* **Work to be completed**
For the word "green", count the lines of the records that hold it, and give only that number.

⁂

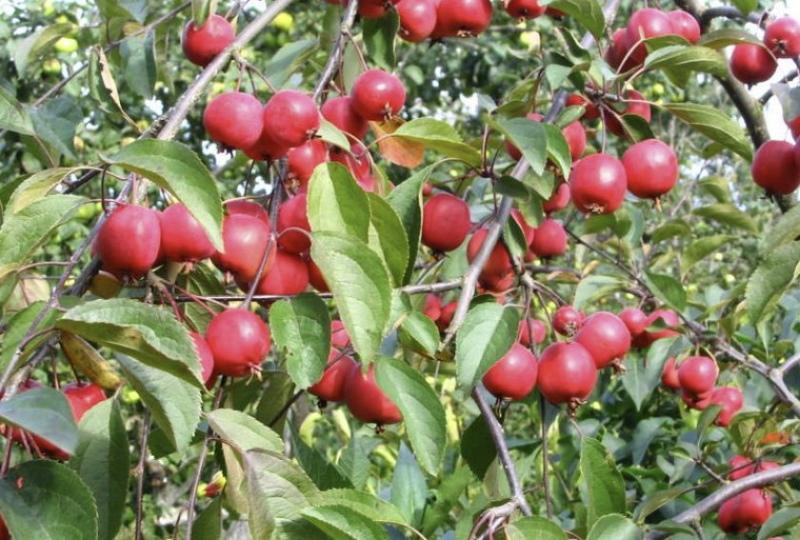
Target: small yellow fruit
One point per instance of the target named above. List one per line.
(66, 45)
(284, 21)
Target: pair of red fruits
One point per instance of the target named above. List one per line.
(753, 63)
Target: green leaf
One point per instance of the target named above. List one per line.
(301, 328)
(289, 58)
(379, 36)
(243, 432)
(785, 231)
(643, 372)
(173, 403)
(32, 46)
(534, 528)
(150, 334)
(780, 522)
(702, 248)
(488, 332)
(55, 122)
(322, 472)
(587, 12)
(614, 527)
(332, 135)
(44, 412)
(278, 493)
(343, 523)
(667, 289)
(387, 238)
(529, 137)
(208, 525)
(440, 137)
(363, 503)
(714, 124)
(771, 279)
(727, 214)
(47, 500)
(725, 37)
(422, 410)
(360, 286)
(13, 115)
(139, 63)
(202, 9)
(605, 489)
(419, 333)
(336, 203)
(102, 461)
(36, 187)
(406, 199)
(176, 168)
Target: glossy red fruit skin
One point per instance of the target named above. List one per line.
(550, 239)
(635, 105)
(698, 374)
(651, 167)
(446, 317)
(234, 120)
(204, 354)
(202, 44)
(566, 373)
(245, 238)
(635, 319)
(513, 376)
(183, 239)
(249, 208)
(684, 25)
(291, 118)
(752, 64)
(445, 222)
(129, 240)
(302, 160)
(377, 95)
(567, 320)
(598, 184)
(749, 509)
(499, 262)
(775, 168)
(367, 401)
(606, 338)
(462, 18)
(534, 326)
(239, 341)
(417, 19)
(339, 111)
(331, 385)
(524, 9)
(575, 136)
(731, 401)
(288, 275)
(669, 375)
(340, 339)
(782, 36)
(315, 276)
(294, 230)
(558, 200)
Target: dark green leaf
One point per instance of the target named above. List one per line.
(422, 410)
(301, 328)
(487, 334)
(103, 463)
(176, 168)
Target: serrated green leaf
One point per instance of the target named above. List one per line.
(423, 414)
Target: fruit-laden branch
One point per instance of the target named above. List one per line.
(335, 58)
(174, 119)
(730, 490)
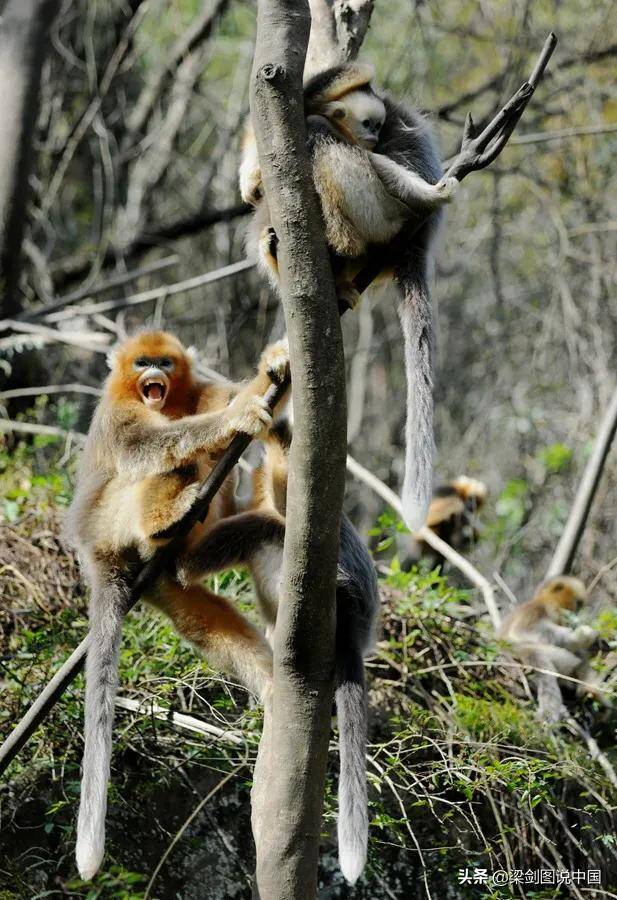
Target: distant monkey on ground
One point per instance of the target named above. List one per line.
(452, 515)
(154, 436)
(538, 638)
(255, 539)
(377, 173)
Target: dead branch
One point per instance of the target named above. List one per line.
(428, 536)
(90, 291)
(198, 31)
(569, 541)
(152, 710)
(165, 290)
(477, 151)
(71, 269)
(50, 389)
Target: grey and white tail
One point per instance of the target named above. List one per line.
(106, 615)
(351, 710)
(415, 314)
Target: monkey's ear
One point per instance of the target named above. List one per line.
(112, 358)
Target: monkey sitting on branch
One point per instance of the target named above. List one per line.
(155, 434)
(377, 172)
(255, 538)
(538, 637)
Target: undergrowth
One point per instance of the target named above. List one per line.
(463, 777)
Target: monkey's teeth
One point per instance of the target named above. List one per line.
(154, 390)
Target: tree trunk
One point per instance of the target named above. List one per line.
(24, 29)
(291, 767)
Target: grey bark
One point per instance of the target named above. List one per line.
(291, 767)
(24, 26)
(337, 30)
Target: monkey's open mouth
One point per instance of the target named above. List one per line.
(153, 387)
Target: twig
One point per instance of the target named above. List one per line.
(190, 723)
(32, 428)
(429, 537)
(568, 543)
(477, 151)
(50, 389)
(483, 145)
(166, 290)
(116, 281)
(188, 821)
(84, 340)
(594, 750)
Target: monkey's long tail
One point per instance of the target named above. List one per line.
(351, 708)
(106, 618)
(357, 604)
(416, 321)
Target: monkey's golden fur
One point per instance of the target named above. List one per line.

⁂

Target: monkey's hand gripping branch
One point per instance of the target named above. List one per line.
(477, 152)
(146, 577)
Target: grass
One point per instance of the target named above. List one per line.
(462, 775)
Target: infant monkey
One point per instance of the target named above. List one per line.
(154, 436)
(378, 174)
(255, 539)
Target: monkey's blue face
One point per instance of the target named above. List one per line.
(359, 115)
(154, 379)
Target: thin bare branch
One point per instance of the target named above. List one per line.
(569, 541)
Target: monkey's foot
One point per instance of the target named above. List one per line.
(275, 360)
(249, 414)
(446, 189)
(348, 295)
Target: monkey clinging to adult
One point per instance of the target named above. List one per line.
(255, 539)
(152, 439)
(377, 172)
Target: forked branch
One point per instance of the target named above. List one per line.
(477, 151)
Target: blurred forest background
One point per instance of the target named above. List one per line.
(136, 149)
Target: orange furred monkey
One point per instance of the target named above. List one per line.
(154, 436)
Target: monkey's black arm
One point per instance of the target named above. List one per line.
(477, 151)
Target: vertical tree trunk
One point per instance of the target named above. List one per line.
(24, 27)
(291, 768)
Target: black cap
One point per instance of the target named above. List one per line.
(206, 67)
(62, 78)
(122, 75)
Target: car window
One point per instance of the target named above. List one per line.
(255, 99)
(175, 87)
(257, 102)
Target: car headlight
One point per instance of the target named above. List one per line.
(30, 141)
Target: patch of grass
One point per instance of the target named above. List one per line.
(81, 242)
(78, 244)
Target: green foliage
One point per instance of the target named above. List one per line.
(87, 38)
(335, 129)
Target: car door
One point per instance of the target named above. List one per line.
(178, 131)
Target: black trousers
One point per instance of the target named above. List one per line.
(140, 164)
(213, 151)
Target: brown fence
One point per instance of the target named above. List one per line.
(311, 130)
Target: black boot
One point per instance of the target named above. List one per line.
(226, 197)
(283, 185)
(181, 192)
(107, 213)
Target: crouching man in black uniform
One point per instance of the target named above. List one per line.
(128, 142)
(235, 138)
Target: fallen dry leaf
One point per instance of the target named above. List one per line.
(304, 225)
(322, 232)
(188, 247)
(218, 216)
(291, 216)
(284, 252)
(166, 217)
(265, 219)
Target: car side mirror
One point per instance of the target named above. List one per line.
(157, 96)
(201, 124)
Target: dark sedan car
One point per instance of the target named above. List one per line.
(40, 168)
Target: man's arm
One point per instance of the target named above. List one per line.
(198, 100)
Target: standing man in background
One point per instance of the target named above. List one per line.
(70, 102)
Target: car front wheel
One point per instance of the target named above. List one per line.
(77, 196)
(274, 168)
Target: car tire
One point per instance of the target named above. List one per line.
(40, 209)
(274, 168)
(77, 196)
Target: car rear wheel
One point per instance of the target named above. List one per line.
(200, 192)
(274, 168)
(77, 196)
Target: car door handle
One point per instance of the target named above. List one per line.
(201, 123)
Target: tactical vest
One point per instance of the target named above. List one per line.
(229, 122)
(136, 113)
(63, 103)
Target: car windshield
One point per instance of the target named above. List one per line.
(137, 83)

⁂

* **Solution to the problem**
4